Problem to work on :: Where a line holds the word "wooden", copy that line from the data below.

Given information ::

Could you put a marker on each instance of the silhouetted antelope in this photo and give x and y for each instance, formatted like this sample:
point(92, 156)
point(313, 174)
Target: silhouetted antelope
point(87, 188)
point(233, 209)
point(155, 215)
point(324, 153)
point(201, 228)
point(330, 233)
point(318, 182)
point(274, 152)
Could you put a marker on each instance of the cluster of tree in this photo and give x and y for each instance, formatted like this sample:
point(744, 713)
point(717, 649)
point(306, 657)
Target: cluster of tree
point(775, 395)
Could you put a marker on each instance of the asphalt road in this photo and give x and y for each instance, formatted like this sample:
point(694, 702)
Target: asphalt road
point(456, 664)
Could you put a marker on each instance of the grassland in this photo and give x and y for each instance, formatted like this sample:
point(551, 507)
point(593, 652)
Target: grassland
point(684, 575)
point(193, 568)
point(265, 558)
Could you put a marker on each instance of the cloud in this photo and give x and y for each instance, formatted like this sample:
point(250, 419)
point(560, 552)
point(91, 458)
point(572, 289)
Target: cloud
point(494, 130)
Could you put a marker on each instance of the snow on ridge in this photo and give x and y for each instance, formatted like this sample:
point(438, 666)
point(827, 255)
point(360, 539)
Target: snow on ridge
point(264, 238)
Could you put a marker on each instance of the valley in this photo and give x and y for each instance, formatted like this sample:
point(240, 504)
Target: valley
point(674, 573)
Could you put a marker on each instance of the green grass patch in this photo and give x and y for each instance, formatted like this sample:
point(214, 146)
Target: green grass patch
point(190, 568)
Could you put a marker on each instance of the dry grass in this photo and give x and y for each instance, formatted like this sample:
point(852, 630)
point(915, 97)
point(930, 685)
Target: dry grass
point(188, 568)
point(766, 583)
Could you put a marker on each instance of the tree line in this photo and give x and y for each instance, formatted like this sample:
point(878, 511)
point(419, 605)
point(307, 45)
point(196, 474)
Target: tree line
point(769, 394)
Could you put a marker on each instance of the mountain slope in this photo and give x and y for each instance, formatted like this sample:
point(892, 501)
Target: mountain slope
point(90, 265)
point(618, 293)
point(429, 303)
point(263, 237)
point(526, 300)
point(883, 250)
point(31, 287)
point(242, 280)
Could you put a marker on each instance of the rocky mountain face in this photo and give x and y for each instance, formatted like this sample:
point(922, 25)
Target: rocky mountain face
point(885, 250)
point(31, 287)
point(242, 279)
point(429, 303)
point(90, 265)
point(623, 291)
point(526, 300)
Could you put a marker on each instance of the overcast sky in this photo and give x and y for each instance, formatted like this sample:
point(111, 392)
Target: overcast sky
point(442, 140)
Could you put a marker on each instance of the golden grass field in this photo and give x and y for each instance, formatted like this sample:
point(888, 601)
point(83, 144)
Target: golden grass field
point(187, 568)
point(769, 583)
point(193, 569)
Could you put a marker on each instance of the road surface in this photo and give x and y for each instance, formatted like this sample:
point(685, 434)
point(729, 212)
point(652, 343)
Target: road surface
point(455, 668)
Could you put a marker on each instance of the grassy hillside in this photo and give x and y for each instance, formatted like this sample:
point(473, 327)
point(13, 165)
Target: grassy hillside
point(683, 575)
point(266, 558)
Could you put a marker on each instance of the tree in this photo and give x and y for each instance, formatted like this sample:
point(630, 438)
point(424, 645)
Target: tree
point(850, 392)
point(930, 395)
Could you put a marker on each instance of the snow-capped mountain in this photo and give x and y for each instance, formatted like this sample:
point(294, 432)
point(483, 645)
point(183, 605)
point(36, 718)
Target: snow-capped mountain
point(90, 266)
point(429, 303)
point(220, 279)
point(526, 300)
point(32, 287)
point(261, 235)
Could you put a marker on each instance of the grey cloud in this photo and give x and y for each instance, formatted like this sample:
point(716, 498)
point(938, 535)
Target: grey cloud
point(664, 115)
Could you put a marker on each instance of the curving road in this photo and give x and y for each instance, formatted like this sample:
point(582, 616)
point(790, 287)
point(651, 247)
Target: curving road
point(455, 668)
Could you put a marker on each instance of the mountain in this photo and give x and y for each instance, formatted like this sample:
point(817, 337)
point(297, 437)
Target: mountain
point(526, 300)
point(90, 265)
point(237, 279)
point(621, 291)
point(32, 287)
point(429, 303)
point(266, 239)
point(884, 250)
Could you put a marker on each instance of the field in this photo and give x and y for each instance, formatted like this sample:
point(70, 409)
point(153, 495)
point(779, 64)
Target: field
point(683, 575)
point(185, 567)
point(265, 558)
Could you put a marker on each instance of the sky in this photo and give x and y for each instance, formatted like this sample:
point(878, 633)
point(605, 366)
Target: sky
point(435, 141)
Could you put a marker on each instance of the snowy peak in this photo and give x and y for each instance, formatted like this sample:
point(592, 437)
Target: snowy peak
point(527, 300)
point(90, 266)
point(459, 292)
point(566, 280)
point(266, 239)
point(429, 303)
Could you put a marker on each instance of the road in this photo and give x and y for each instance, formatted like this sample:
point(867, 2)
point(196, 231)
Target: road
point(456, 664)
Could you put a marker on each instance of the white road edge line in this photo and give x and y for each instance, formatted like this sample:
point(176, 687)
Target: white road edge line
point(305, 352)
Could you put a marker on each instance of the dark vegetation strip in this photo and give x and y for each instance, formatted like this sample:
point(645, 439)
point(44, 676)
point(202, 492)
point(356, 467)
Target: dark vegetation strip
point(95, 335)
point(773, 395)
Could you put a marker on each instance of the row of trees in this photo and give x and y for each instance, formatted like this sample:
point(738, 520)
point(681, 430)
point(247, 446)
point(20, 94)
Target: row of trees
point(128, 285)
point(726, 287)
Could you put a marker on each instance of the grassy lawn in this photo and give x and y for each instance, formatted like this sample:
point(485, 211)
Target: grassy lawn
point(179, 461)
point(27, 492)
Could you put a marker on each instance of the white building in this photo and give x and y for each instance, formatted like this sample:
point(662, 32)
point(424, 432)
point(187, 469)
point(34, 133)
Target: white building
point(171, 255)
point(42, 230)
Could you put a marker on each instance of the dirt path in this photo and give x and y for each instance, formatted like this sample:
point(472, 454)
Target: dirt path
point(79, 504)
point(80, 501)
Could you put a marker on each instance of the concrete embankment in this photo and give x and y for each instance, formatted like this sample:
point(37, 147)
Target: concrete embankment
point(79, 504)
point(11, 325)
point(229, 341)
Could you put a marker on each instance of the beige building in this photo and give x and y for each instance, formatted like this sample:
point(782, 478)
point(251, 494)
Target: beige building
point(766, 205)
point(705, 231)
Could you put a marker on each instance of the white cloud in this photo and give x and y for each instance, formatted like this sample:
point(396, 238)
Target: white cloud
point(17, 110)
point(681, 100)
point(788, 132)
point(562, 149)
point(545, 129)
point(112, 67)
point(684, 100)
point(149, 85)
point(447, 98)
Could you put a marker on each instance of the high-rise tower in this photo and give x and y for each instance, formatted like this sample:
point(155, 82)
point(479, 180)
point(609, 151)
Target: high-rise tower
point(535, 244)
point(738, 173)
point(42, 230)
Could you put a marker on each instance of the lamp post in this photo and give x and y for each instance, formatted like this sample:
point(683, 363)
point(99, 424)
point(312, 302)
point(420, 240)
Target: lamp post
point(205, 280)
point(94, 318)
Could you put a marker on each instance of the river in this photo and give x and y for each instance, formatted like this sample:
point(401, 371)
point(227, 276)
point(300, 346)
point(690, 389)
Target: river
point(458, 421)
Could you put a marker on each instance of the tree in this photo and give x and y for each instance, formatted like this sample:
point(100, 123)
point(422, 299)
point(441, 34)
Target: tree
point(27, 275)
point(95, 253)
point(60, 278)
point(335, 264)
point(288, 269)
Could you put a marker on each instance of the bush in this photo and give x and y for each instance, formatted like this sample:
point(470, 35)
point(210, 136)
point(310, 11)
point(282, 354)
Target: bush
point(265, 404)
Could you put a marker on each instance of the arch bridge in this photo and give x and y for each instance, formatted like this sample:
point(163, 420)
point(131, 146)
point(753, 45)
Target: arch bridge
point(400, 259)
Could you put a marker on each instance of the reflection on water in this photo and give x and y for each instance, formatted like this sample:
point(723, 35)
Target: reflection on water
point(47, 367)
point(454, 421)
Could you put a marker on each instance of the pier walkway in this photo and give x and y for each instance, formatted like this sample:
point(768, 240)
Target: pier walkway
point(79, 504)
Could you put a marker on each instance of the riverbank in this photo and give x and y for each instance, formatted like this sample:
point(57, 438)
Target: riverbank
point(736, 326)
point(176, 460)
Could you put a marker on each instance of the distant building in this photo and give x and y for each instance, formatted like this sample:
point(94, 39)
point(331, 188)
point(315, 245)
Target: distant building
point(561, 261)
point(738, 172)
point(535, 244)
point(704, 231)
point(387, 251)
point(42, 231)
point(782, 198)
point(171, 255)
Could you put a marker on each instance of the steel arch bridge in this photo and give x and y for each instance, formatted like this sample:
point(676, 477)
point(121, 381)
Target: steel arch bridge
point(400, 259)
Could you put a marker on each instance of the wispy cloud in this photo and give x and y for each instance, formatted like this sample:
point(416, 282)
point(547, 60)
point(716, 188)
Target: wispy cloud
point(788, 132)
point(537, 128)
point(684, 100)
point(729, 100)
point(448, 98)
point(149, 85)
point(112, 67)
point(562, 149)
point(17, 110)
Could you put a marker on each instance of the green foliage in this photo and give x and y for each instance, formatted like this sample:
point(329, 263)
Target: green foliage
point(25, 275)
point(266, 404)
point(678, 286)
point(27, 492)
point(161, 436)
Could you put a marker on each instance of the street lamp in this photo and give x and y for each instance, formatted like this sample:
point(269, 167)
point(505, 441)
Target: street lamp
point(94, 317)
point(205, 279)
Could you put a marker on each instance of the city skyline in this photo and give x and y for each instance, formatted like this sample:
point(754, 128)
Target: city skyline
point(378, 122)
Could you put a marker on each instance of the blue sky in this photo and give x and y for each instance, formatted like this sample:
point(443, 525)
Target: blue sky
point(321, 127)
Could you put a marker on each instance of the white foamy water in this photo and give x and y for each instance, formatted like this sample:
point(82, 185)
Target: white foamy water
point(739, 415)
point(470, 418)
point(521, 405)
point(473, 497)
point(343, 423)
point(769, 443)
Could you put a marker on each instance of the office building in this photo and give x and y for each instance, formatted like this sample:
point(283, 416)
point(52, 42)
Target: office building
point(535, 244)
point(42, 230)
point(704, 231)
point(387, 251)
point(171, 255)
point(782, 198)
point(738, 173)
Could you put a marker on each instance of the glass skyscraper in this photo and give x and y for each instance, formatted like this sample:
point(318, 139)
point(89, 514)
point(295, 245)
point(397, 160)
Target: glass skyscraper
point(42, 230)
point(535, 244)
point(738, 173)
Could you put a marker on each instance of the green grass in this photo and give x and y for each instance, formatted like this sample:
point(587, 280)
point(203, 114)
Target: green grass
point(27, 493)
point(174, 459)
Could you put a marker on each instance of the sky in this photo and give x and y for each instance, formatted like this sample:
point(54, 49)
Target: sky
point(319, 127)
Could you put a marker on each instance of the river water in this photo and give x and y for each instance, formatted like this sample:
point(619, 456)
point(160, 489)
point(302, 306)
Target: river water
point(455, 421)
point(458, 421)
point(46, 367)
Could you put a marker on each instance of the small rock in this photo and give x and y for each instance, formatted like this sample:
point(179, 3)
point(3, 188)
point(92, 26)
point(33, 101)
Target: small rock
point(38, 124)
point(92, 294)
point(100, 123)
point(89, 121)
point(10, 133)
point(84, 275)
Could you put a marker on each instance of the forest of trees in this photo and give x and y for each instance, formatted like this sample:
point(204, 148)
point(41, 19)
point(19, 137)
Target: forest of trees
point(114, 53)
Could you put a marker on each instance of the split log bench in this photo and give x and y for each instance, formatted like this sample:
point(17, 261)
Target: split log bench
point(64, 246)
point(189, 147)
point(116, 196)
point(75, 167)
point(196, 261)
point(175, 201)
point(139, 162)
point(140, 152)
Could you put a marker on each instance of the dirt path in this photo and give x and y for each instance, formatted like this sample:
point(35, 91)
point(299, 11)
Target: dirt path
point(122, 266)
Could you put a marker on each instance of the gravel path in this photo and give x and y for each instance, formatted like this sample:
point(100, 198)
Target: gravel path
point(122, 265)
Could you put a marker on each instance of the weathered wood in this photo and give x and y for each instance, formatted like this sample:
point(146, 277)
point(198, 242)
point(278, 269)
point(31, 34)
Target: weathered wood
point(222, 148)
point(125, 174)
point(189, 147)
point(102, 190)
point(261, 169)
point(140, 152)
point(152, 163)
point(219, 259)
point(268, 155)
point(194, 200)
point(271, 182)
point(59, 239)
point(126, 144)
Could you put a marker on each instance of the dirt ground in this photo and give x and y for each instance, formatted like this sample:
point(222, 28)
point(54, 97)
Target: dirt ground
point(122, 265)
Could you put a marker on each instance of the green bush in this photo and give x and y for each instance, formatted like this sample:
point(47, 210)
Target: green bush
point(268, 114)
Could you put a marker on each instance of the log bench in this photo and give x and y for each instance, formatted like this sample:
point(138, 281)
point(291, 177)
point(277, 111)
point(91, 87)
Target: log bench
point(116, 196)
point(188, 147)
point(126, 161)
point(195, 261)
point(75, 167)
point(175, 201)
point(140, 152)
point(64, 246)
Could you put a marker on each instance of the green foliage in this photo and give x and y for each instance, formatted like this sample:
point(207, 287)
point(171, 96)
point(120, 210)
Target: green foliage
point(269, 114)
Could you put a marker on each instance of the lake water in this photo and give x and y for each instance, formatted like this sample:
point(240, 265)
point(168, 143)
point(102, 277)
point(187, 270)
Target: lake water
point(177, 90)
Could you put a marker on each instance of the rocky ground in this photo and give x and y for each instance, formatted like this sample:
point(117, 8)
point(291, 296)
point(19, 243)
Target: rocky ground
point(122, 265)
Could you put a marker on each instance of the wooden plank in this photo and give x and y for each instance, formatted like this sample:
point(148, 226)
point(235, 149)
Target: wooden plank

Answer to this task ::
Could you put a marker on each instance of the wooden plank in this photo and give x and y for each instance, formatted like this sample:
Target: wooden plank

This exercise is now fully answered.